>> Start SOURCE TEXT

Charles Durning


Charles Edward Durning was an American actor who appeared in over 200 movies, television shows and plays. Durning's best-known films include The Sting, Dog Day Afternoon, True Confessions, Tootsie, Dick Tracy and O Brother, Where Art Thou?. He was nominated for the Academy Award for Best Supporting Actor for both The Best Little Whorehouse in Texas and To Be or Not to Be. Prior to his acting career, Durning served in World War II and was decorated for valor in combat.

Early life

Durning was born in Highland Falls, New York. He was the son of Louise, a laundress at West Point, and James E. Durning. His parents were of German, Irish and English descent Durning was raised Catholic. Durning was the ninth of ten children. His three brothers - James, Clifford and Gerald - and his sister Frances survived to adulthood, but five sisters died from scarlet fever and smallpox as children.

Military service

Durning served in the U.S. Army during World War II. He was drafted at age 20. On June 6, 1944 Durning was assigned to the 1st Infantry Division and in the first wave of American troops that landed on Omaha Beach during the invasion of Normandy. He would be the only survivor of his unit that arrived in France on D-Day. After being wounded by a German anti-personnel mine in the Bocage, he spent six months recovering. Durning was reassigned to the 398th Infantry Regiment with the 100th Infantry Division, and participated in the Battle of the Bulge in December 1944. He was discharged with the rank of Private First Class on January 30, 1946.

>> End SOURCE TEXT

SHORT TASK A
Scale the records starting with the line that contains "the tan paper" and going on through the line that contains "x=240 y=501", reproducing both lines in full with all wording unchanged. Multiply every x and y coordinate by 0.8 and round each result to a whole number, with halves rounded up.
The Charles Durning biography above has no connection to the records that follow it.

>> Start RECORDS

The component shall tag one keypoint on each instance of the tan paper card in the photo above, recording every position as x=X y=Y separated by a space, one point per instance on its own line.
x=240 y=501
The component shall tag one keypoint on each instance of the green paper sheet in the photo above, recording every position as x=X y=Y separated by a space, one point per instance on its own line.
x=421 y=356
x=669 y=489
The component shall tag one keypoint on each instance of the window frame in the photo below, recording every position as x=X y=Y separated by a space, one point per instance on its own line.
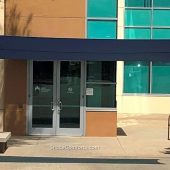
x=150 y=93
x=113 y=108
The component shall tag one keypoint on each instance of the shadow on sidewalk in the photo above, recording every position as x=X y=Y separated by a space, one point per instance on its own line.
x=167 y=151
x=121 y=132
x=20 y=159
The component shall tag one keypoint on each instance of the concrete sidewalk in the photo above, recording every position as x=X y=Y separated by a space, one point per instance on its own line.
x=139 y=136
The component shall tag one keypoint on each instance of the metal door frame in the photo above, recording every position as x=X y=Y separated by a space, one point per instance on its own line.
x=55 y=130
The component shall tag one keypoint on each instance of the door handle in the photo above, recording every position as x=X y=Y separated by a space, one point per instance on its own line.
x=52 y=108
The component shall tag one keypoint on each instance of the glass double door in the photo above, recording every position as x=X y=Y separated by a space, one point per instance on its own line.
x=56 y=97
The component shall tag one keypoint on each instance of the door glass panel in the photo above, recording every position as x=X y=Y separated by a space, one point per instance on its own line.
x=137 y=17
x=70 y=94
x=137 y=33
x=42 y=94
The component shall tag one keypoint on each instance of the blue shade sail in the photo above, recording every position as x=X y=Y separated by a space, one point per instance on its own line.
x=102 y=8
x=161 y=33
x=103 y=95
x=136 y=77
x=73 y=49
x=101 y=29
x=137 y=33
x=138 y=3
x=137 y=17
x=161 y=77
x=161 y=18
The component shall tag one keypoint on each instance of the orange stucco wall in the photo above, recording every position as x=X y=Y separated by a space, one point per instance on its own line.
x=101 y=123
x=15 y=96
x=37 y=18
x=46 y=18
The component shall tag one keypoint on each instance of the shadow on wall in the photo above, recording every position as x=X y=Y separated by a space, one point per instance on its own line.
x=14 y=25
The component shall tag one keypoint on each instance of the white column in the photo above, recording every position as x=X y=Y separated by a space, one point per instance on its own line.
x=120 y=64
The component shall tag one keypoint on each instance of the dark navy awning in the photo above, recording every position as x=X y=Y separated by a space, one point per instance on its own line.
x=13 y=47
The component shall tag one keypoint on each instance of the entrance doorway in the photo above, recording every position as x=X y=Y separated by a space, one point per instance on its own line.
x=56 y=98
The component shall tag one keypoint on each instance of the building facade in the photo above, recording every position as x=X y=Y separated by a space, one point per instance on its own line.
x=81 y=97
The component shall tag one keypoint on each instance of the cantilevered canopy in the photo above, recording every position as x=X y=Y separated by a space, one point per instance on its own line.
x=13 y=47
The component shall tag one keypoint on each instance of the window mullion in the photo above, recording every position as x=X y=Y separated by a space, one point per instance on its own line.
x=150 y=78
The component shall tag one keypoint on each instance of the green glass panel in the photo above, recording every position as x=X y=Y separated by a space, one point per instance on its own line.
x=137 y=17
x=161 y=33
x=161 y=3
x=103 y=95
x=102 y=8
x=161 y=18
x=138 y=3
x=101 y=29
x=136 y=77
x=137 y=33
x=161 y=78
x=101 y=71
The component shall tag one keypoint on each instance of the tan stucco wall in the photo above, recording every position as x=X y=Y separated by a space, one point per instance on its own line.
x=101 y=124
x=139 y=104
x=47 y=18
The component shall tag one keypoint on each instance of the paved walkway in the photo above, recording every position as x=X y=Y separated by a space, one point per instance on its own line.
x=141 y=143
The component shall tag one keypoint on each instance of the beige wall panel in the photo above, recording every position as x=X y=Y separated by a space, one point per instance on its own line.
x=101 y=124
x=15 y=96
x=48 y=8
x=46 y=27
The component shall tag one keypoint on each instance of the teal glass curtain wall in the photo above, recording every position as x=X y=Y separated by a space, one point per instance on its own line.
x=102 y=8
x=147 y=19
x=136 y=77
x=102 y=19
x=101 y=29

>> End RECORDS
>> Start RECORDS

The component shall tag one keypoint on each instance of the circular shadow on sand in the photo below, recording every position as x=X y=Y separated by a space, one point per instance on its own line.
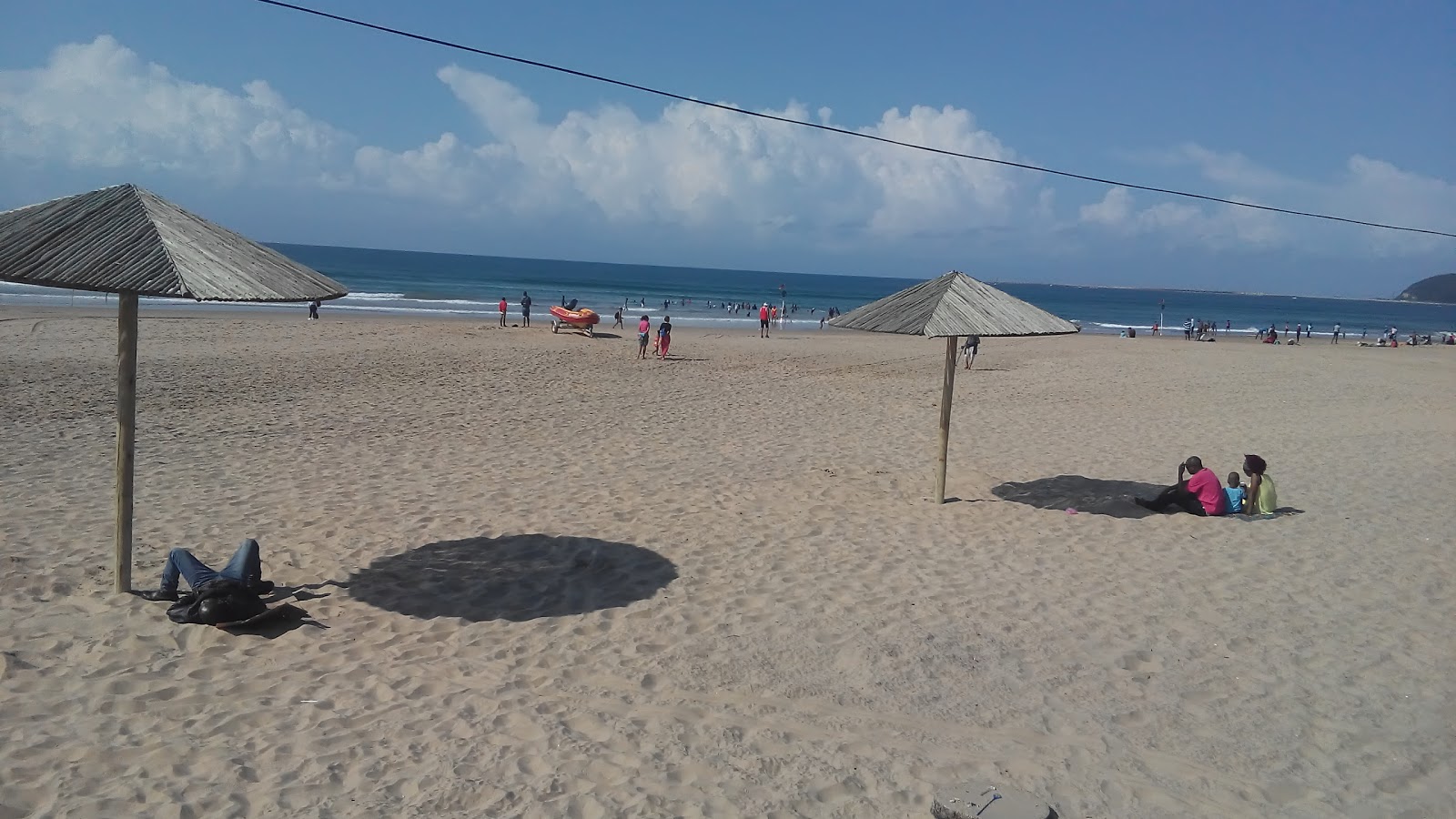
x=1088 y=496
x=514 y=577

>> End RECORDS

SHORT TASK B
Repeat the passage of the Charles Durning biography starting with "Military service" and going on through "January 30, 1946.", copying it word for word.

TASK RESULT A
The component shall tag one keypoint on each instance of the tan paper card in the photo above, recording every position as x=X y=Y separated by a space, one point per instance on its own line.
x=192 y=401

TASK RESULT B
Military service

Durning served in the U.S. Army during World War II. He was drafted at age 20. On June 6, 1944 Durning was assigned to the 1st Infantry Division and in the first wave of American troops that landed on Omaha Beach during the invasion of Normandy. He would be the only survivor of his unit that arrived in France on D-Day. After being wounded by a German anti-personnel mine in the Bocage, he spent six months recovering. Durning was reassigned to the 398th Infantry Regiment with the 100th Infantry Division, and participated in the Battle of the Bulge in December 1944. He was discharged with the rank of Private First Class on January 30, 1946.